▶ [Records from a point labeling set]:
══════
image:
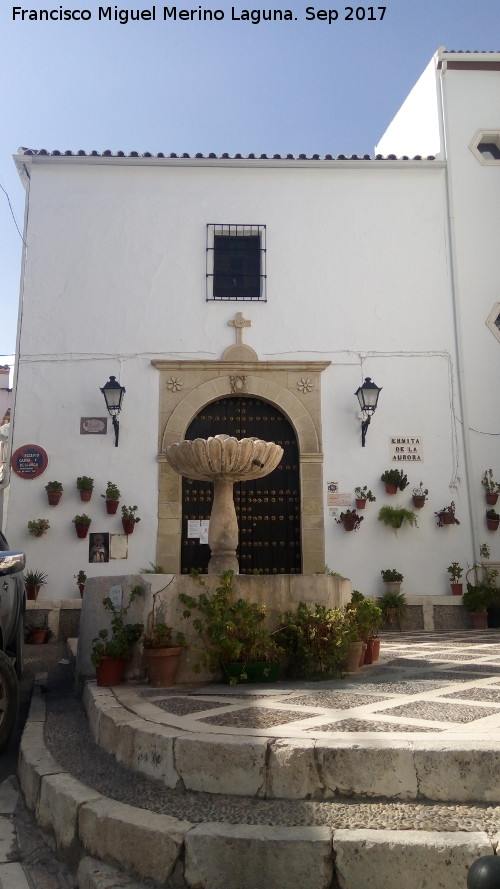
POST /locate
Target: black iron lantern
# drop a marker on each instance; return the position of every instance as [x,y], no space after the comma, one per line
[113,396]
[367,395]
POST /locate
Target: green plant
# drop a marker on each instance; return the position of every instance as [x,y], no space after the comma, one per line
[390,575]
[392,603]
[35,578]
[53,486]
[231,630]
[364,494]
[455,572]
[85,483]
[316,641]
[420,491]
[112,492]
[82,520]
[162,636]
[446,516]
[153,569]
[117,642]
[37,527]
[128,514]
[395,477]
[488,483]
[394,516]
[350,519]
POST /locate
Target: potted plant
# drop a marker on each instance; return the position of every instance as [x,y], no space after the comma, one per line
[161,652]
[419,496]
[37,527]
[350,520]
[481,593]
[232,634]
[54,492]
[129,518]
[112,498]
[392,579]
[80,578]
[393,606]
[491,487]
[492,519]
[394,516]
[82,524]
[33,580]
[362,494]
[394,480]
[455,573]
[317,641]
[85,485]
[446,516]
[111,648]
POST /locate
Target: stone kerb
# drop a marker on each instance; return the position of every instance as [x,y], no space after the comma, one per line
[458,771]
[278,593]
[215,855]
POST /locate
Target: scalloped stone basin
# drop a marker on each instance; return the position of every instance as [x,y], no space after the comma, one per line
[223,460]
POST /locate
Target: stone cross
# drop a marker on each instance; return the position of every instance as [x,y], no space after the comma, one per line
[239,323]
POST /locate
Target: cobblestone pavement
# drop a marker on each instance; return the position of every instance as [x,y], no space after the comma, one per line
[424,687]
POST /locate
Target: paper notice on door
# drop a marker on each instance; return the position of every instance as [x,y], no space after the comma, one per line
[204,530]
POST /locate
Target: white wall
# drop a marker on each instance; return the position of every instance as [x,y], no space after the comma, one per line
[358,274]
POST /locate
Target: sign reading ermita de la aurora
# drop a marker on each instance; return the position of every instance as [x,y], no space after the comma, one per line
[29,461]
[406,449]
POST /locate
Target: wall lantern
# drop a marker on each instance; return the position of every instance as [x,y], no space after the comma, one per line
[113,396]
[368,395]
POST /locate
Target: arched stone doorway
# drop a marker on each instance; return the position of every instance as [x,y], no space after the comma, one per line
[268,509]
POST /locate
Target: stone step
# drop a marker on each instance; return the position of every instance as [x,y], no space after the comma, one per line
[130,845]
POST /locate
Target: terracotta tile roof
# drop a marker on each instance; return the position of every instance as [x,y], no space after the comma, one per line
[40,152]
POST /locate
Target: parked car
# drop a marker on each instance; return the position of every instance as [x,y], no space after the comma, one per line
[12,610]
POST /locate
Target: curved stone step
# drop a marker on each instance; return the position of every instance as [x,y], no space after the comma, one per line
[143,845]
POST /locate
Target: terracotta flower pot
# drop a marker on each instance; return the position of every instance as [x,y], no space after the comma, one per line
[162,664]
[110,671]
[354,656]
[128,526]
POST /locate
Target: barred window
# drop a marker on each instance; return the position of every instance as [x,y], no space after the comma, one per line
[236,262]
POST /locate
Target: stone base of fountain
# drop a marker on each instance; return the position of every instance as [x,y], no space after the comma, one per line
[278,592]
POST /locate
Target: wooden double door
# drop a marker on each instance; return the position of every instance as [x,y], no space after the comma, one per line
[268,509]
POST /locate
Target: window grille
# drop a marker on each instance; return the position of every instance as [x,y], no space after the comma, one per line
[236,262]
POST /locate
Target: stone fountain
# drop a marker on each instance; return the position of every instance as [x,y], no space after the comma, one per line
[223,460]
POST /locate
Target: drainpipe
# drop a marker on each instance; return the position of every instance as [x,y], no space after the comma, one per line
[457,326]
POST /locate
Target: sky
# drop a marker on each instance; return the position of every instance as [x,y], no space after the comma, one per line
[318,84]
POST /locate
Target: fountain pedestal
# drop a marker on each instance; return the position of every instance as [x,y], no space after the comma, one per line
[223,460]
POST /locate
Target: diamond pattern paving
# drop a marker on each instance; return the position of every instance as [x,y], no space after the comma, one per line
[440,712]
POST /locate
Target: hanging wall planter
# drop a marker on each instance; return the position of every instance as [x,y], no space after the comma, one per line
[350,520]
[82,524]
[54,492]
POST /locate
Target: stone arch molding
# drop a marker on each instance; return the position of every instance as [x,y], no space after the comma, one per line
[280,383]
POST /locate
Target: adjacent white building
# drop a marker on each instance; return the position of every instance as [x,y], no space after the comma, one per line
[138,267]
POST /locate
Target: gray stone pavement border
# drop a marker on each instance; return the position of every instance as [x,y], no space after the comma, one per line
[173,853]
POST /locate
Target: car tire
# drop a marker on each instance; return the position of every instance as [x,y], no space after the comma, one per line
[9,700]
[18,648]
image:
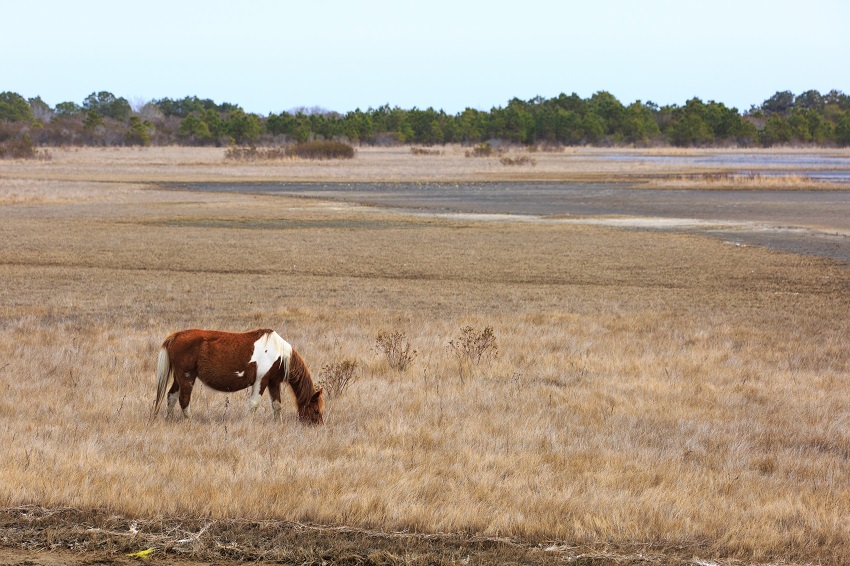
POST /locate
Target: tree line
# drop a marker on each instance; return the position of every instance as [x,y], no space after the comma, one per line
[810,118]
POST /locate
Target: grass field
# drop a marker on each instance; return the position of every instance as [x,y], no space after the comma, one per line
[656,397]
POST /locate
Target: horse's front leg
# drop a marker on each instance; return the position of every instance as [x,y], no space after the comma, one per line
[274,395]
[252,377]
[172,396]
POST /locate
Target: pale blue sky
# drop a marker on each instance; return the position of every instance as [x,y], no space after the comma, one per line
══════
Copy every record above exactly, leaving out any pictures.

image:
POST /locate
Target: black iron lantern
# drop a marker on each instance; return the position of every instance as [x,y], no space after the comma, one per line
[113,396]
[367,395]
POST /locate
Target: green plant
# drop a marker on each instance; return the position of every instance as [x,y], no space after the comma, one per line
[390,575]
[392,603]
[35,578]
[53,486]
[231,630]
[364,494]
[455,572]
[85,483]
[316,641]
[420,491]
[112,492]
[82,520]
[162,636]
[446,516]
[153,569]
[117,642]
[37,527]
[128,514]
[395,477]
[488,483]
[394,516]
[350,519]
POST /locate
Target: potted plant
# drop a marker on each instance; return the position of every instance as [x,y], no space after the comma, one per line
[161,652]
[419,496]
[37,527]
[350,520]
[481,593]
[232,634]
[54,492]
[129,518]
[112,498]
[392,579]
[80,578]
[393,606]
[491,487]
[492,519]
[394,516]
[82,524]
[33,580]
[362,494]
[394,480]
[455,573]
[317,641]
[85,485]
[446,516]
[111,648]
POST /locate
Target: stone kerb
# drop a marker on each instance; return the position of every instance as [x,y], no space after the comma, one per line
[458,771]
[278,593]
[215,855]
POST /locate
Target: scalloped stone basin
# drop a marker on each instance; return the position of every instance as [x,y], no space after the comma, one per line
[223,460]
POST /locate
Target: stone cross
# drop a marker on each instance; return the position of every instance as [x,y], no space after the comma, one per line
[239,323]
POST /locate
Target: cobblestone pavement
# drop a marker on each instance; return the position of every instance as [x,y], no space after the comma, one per line
[424,687]
POST /locate
Target: paper notice on door
# drop a marker on each instance; return the position of every instance as [x,y], no space after the comma, one per line
[204,530]
POST /locate
Target: white wall
# drop a marker on each instance; return the position of every instance as [x,y], no space after the comma, one per line
[358,274]
POST /locate
Target: sign reading ermita de la aurora
# drop a marker on each instance; return the position of every instance as [x,y], no space after the comma, one per line
[29,461]
[406,449]
POST /locate
Target: wall lantern
# drop a marker on each instance; return the position of every instance as [x,y], no space after the comma, one per line
[113,396]
[368,395]
POST /locate
Target: arched stone doorway
# drop a marker on each instance; return the position of every instance as [x,y], no space after the comma, one per line
[268,509]
POST /locate
Target: stone step
# drop a marker on each instance; return the position of every instance as [x,y], no space after the comma, one per line
[130,845]
POST /locate
Target: terracotta tile roof
# drop a marker on each instance; return the position of every instance as [x,y], no space after the comma, one per line
[40,152]
POST /locate
Target: parked car
# drop a marker on each instance; return the position of every instance as [x,y], no space after the comma, one per line
[12,610]
POST /locate
Target: curved stone step
# drop a marker on each instance; return the position of every instance as [x,y], no space after the comma, one per line
[143,845]
POST /locate
Target: terracotta flower pot
# drop a marker on each instance; return the position of every instance as [x,y], no space after the comma, one per line
[162,664]
[110,671]
[354,656]
[128,526]
POST /locate
Target: barred window
# drop a marker on each instance; return the position of every instance as [x,y], no space after the comma, one per line
[236,262]
POST /locate
Target: stone base of fountain
# drop a marker on each instance; return the position of every instance as [x,y], no space after the comma, one per line
[278,592]
POST /locate
Target: wooden double door
# drop a marker on each instance; return the position of every instance as [x,y], no space after the comma, one per line
[268,509]
POST /locate
Target: window grille
# drop a marker on each instance; return the position of every instance as [x,y], no space after the comma, one per line
[236,262]
POST /locate
Target: stone fountain
# drop a marker on each instance; return the position of every instance as [x,y], no space after the comma, one per line
[223,460]
POST /locate
Target: drainpipe
# drop a marker on each instance; return the position of every instance as [x,y], no space after the comma, one per line
[457,326]
POST /locate
Target: sky
# drop a marker on each instance; return the position of every instance as [x,y], no space after the comma, one per line
[318,84]
POST /locate
Target: fountain pedestal
# drop a marker on each instance; return the position of every instance as [x,y], no space after the comma, one per line
[223,460]
POST /locate
Target: diamond pattern paving
# drop a marker on each instance; return the position of every instance as [x,y], no space after the comma, one per line
[440,712]
POST /locate
Target: hanging wall planter
# drop a marker on each instance; return the position of every instance as [x,y], no space after the comma, one per line
[350,520]
[82,524]
[54,492]
POST /locate
Target: stone arch molding
# drop a marker on each instance; return the position of every instance as [x,y], no space after the comma, one per line
[280,383]
POST /locate
Target: adjacent white building
# drop a marker on each instance; return the position of every instance as [x,y], no space after the comma, one per line
[138,267]
POST /locate
Target: gray stone pavement border
# drop a marker on each instance; return the position of every instance as [x,y], no space after the comma, one per line
[173,853]
POST /locate
Target: car tire
# drop a marker on each instance; return the position of every instance as [x,y], no space after the comma, one per line
[9,700]
[18,648]
image:
POST /locate
Target: tree line
# drop a marker on each instance; return the position of every instance as [x,y], no space after the comma, one per line
[810,118]
POST /locate
Target: grass field
# drop a marker on each instance; return the position of every instance as [x,y], no space after the comma, one per line
[656,397]
POST /locate
Target: horse's front leg
# drop a marker on each instance; return the position of every instance as [x,y], no space after the comma, one per line
[274,395]
[252,377]
[172,396]
POST /locate
Target: pale blue sky
# drop a marker on each instance; return the position of every instance as [x,y], no space after the comma, one per line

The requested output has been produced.